**RECORDS PROVIDED:**
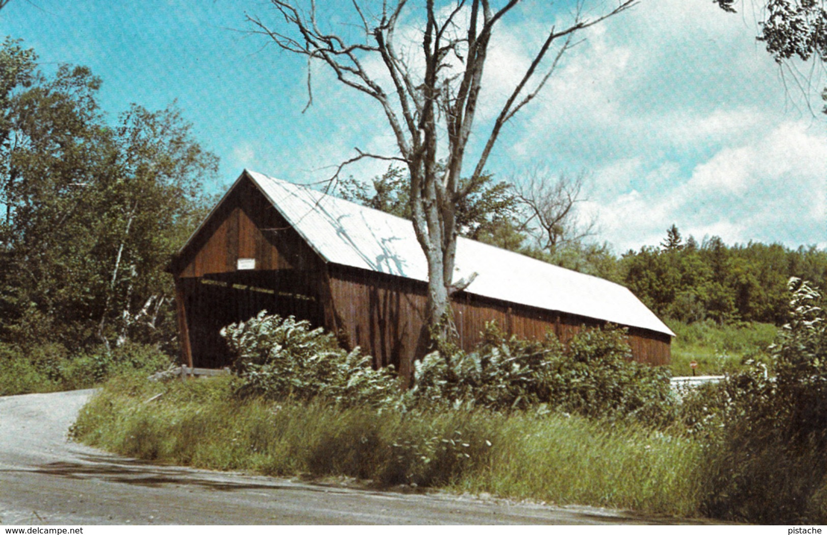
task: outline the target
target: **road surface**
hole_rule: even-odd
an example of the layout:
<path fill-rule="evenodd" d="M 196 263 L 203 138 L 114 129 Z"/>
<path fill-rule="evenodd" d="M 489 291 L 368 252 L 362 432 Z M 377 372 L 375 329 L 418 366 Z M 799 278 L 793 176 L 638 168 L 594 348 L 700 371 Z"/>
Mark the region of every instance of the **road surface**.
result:
<path fill-rule="evenodd" d="M 0 397 L 4 524 L 674 523 L 596 508 L 402 494 L 146 463 L 68 442 L 92 390 Z"/>

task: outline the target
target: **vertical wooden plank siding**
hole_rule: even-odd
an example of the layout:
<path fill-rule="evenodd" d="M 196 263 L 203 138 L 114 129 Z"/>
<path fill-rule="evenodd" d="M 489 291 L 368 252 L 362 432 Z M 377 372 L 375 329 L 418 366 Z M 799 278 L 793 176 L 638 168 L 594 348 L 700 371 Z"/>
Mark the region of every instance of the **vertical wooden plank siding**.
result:
<path fill-rule="evenodd" d="M 181 364 L 193 367 L 193 351 L 189 344 L 189 327 L 187 325 L 187 308 L 181 281 L 175 279 L 175 313 L 178 317 L 178 338 L 181 351 Z"/>
<path fill-rule="evenodd" d="M 412 370 L 411 359 L 423 326 L 426 285 L 399 277 L 331 266 L 331 303 L 345 334 L 348 348 L 360 346 L 374 356 L 375 365 L 394 365 L 404 376 Z M 456 296 L 454 324 L 461 347 L 471 351 L 481 341 L 488 322 L 495 322 L 507 334 L 543 339 L 547 332 L 568 343 L 582 328 L 605 324 L 581 316 L 498 302 L 468 294 Z M 671 339 L 645 329 L 629 329 L 629 346 L 636 361 L 668 364 Z"/>
<path fill-rule="evenodd" d="M 237 269 L 238 259 L 255 269 Z M 422 281 L 326 265 L 249 179 L 242 180 L 170 265 L 182 362 L 217 367 L 231 359 L 218 332 L 261 309 L 308 319 L 336 333 L 342 344 L 393 365 L 409 377 L 423 322 L 427 284 Z M 583 327 L 601 320 L 526 307 L 461 292 L 453 321 L 460 345 L 472 350 L 488 322 L 509 335 L 541 339 L 551 331 L 567 343 Z M 669 336 L 630 327 L 635 360 L 668 364 Z"/>

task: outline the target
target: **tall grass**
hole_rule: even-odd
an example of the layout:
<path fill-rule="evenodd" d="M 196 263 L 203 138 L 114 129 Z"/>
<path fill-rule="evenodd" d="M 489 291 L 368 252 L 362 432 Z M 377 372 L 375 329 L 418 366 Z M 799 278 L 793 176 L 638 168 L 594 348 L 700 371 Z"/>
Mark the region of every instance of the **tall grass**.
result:
<path fill-rule="evenodd" d="M 171 362 L 157 348 L 135 343 L 70 354 L 57 343 L 20 346 L 0 342 L 0 395 L 92 388 L 115 375 L 149 375 Z"/>
<path fill-rule="evenodd" d="M 672 371 L 676 376 L 692 375 L 692 361 L 698 363 L 700 375 L 740 371 L 750 359 L 768 362 L 767 347 L 778 333 L 775 325 L 757 322 L 723 326 L 709 320 L 667 322 L 676 335 L 672 344 Z"/>
<path fill-rule="evenodd" d="M 232 379 L 118 379 L 74 436 L 144 459 L 265 475 L 345 475 L 557 504 L 696 515 L 699 444 L 564 414 L 399 413 L 241 400 Z M 157 394 L 160 397 L 148 401 Z"/>

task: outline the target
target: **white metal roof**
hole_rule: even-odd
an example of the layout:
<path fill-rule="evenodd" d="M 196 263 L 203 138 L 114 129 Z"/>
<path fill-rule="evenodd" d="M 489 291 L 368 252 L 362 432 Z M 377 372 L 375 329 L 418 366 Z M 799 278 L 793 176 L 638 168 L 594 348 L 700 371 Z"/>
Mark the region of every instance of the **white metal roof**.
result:
<path fill-rule="evenodd" d="M 407 219 L 260 173 L 246 173 L 327 262 L 428 280 L 425 255 Z M 674 336 L 620 284 L 459 237 L 454 280 L 474 272 L 477 276 L 466 289 L 471 294 Z"/>

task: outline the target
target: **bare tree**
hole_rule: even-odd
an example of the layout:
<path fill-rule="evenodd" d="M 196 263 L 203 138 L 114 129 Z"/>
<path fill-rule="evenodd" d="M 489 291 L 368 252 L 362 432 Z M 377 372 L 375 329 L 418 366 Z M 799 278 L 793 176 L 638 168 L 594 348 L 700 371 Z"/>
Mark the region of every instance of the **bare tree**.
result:
<path fill-rule="evenodd" d="M 596 233 L 596 218 L 581 221 L 577 212 L 577 204 L 587 200 L 582 196 L 586 178 L 581 173 L 574 178 L 561 174 L 552 179 L 547 171 L 534 168 L 514 179 L 523 213 L 521 229 L 540 250 L 553 254 L 561 246 L 580 243 Z"/>
<path fill-rule="evenodd" d="M 458 232 L 455 207 L 467 195 L 469 184 L 482 174 L 503 127 L 543 89 L 578 32 L 636 3 L 608 0 L 614 7 L 586 17 L 586 1 L 578 0 L 565 26 L 550 21 L 544 34 L 538 36 L 541 39 L 528 66 L 496 104 L 499 112 L 490 130 L 477 135 L 481 150 L 465 182 L 460 177 L 481 103 L 491 37 L 521 0 L 503 0 L 496 2 L 499 7 L 490 0 L 456 0 L 441 2 L 441 7 L 434 0 L 384 0 L 373 11 L 366 2 L 352 0 L 358 31 L 347 32 L 358 34 L 355 40 L 323 28 L 314 0 L 270 0 L 278 13 L 272 24 L 247 16 L 253 32 L 307 59 L 308 106 L 313 101 L 310 64 L 317 61 L 344 85 L 372 98 L 384 112 L 396 141 L 395 153 L 370 154 L 357 148 L 352 158 L 338 166 L 333 179 L 344 165 L 364 158 L 398 160 L 408 168 L 414 228 L 428 266 L 426 320 L 436 336 L 445 336 L 439 326 L 450 310 L 450 296 L 467 287 L 474 276 L 452 279 Z M 549 18 L 556 15 L 548 13 Z M 398 36 L 405 35 L 411 20 L 421 24 L 418 42 L 409 46 L 412 43 Z M 378 61 L 369 64 L 373 60 Z M 377 63 L 381 74 L 366 67 Z"/>

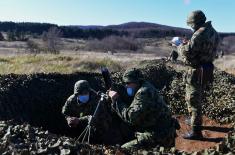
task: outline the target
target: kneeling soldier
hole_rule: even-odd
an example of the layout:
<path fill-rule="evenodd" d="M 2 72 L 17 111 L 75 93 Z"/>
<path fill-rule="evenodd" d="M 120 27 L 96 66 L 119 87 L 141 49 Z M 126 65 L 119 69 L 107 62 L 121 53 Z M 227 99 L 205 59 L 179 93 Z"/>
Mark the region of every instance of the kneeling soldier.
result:
<path fill-rule="evenodd" d="M 125 143 L 122 148 L 174 146 L 176 128 L 179 128 L 179 124 L 172 118 L 169 108 L 157 89 L 144 81 L 140 70 L 135 68 L 124 73 L 123 82 L 131 98 L 130 104 L 124 103 L 117 92 L 109 91 L 112 108 L 136 132 L 136 139 Z"/>

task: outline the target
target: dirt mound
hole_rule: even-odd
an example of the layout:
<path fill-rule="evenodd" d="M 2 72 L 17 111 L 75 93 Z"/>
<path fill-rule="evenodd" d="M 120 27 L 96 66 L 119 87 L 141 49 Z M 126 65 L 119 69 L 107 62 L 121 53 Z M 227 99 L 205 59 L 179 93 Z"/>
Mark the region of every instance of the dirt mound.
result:
<path fill-rule="evenodd" d="M 183 70 L 177 70 L 165 64 L 164 61 L 145 61 L 141 62 L 138 67 L 142 70 L 145 79 L 152 82 L 165 97 L 173 114 L 187 114 L 184 101 L 185 86 L 182 80 Z M 112 74 L 113 81 L 120 83 L 122 72 Z M 58 139 L 63 139 L 59 135 L 72 136 L 73 132 L 68 128 L 64 117 L 61 115 L 61 108 L 64 105 L 67 97 L 73 92 L 73 85 L 77 80 L 86 79 L 90 82 L 91 87 L 95 90 L 104 91 L 104 83 L 102 77 L 98 73 L 74 73 L 74 74 L 33 74 L 33 75 L 2 75 L 0 76 L 0 120 L 14 119 L 17 122 L 29 123 L 33 126 L 43 127 L 40 129 L 43 133 L 45 130 L 56 133 Z M 203 104 L 203 113 L 217 120 L 218 122 L 235 122 L 235 77 L 225 72 L 216 70 L 215 82 L 212 89 L 205 93 L 205 101 Z M 4 141 L 6 133 L 9 129 L 18 128 L 17 132 L 25 133 L 25 126 L 19 126 L 16 123 L 13 125 L 9 122 L 4 122 L 4 129 L 1 127 L 0 140 Z M 9 128 L 9 127 L 12 128 Z M 18 126 L 18 127 L 16 127 Z M 234 124 L 233 124 L 234 126 Z M 235 126 L 234 126 L 235 127 Z M 33 128 L 38 130 L 38 128 Z M 27 131 L 28 132 L 28 131 Z M 26 132 L 26 133 L 27 133 Z M 36 132 L 36 131 L 35 131 Z M 48 132 L 47 132 L 48 133 Z M 12 134 L 11 134 L 12 135 Z M 14 135 L 14 132 L 13 132 Z M 47 135 L 50 137 L 50 134 Z M 4 138 L 5 137 L 5 138 Z M 23 136 L 24 137 L 24 136 Z M 26 134 L 27 137 L 27 134 Z M 37 135 L 36 135 L 37 137 Z M 53 136 L 52 136 L 53 137 Z M 16 137 L 17 139 L 17 137 Z M 35 138 L 38 139 L 38 138 Z M 40 139 L 40 138 L 39 138 Z M 53 139 L 53 138 L 52 138 Z M 48 139 L 48 142 L 43 141 L 40 145 L 48 146 L 49 143 L 54 145 L 58 141 Z M 65 138 L 72 140 L 71 138 Z M 7 148 L 14 148 L 18 143 L 26 145 L 25 141 L 14 141 L 11 143 L 2 143 L 1 149 L 4 151 Z M 65 140 L 66 141 L 66 140 Z M 17 145 L 15 144 L 17 142 Z M 29 140 L 29 143 L 32 143 Z M 76 144 L 75 148 L 79 150 L 82 144 Z M 48 145 L 47 145 L 48 144 Z M 38 146 L 39 144 L 35 144 Z M 207 152 L 234 153 L 235 151 L 235 131 L 223 140 L 221 144 L 214 149 L 208 149 Z M 103 150 L 99 145 L 90 146 L 97 147 L 95 150 Z M 43 148 L 43 147 L 38 147 Z M 46 147 L 48 148 L 48 147 Z M 59 148 L 63 148 L 59 147 Z M 116 151 L 117 147 L 110 147 L 112 151 Z M 17 150 L 17 149 L 16 149 Z M 36 149 L 37 150 L 37 149 Z M 73 150 L 73 149 L 72 149 Z M 38 151 L 38 150 L 37 150 Z M 57 150 L 58 151 L 58 150 Z M 61 150 L 59 150 L 61 151 Z M 64 150 L 66 151 L 66 150 Z M 139 154 L 146 153 L 146 150 L 132 150 Z M 184 151 L 179 151 L 176 148 L 165 149 L 162 147 L 149 148 L 148 153 L 176 153 L 182 154 Z M 206 152 L 204 150 L 204 152 Z M 131 152 L 130 154 L 132 154 Z"/>
<path fill-rule="evenodd" d="M 186 152 L 194 152 L 198 150 L 213 148 L 219 142 L 223 141 L 229 132 L 231 132 L 232 125 L 224 124 L 220 125 L 217 122 L 203 117 L 203 139 L 201 140 L 186 140 L 182 136 L 191 130 L 191 127 L 187 124 L 185 116 L 176 117 L 179 122 L 181 129 L 177 131 L 178 137 L 176 138 L 176 149 L 183 150 Z"/>

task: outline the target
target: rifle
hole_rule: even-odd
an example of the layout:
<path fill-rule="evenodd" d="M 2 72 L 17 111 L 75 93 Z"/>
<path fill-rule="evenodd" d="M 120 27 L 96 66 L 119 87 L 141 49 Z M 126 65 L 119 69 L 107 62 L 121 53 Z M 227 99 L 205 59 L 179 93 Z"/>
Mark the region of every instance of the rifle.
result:
<path fill-rule="evenodd" d="M 110 72 L 108 70 L 107 67 L 101 67 L 101 74 L 104 78 L 104 84 L 105 84 L 105 88 L 108 90 L 112 87 L 112 79 L 111 79 L 111 75 Z"/>
<path fill-rule="evenodd" d="M 105 87 L 106 89 L 110 89 L 112 87 L 112 80 L 111 80 L 111 75 L 109 73 L 109 70 L 106 67 L 101 67 L 101 74 L 104 78 L 104 82 L 105 82 Z M 81 143 L 83 143 L 87 137 L 87 143 L 90 143 L 90 134 L 91 134 L 91 128 L 92 128 L 92 121 L 96 116 L 96 113 L 100 107 L 100 104 L 105 101 L 108 96 L 104 93 L 100 93 L 100 92 L 96 92 L 95 90 L 91 89 L 91 91 L 93 91 L 96 95 L 100 96 L 100 100 L 96 106 L 96 109 L 93 113 L 93 115 L 90 117 L 90 119 L 88 120 L 88 124 L 86 126 L 86 128 L 83 130 L 83 132 L 80 134 L 80 136 L 78 137 L 78 139 L 76 141 L 80 141 Z"/>

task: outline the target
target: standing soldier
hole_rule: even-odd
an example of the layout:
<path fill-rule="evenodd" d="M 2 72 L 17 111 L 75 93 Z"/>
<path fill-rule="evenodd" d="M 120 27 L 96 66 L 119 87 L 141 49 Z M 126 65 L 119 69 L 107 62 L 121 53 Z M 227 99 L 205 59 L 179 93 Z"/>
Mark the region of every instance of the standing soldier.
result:
<path fill-rule="evenodd" d="M 112 108 L 136 132 L 136 139 L 125 143 L 122 148 L 174 146 L 177 121 L 171 117 L 169 108 L 157 89 L 144 81 L 140 70 L 135 68 L 124 73 L 123 82 L 131 103 L 125 102 L 117 92 L 109 91 Z"/>
<path fill-rule="evenodd" d="M 192 131 L 185 139 L 202 138 L 202 93 L 206 85 L 213 80 L 213 61 L 219 45 L 219 35 L 206 22 L 206 16 L 201 10 L 189 14 L 187 25 L 193 29 L 191 40 L 178 46 L 189 70 L 186 74 L 186 102 L 191 116 Z"/>

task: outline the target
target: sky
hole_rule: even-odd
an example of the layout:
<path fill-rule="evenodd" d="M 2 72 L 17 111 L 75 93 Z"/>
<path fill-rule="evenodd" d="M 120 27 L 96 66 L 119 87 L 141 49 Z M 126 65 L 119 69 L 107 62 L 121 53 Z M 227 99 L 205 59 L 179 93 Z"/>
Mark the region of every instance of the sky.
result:
<path fill-rule="evenodd" d="M 0 21 L 58 25 L 151 22 L 189 28 L 187 15 L 202 10 L 219 32 L 235 32 L 235 0 L 0 0 Z"/>

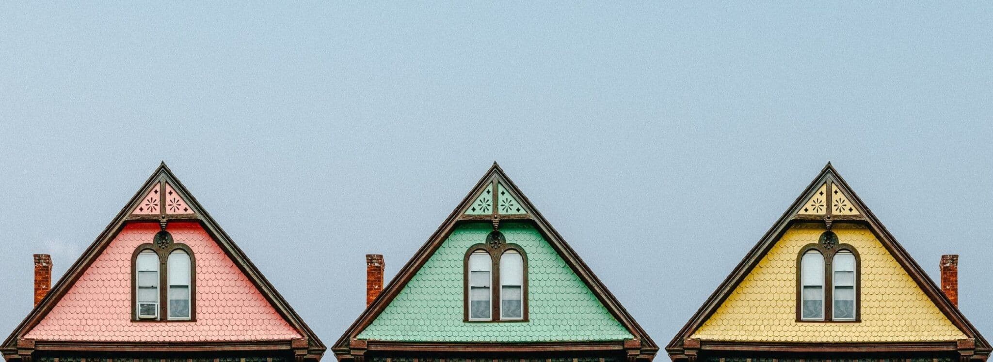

**AIM OF THE EXERCISE:**
Pull out every line of the records that contains the word "white", copying each one in full.

**EXERCISE RESPONSE:**
target: **white metal roof**
Mark the region of every instance of the **white metal roof**.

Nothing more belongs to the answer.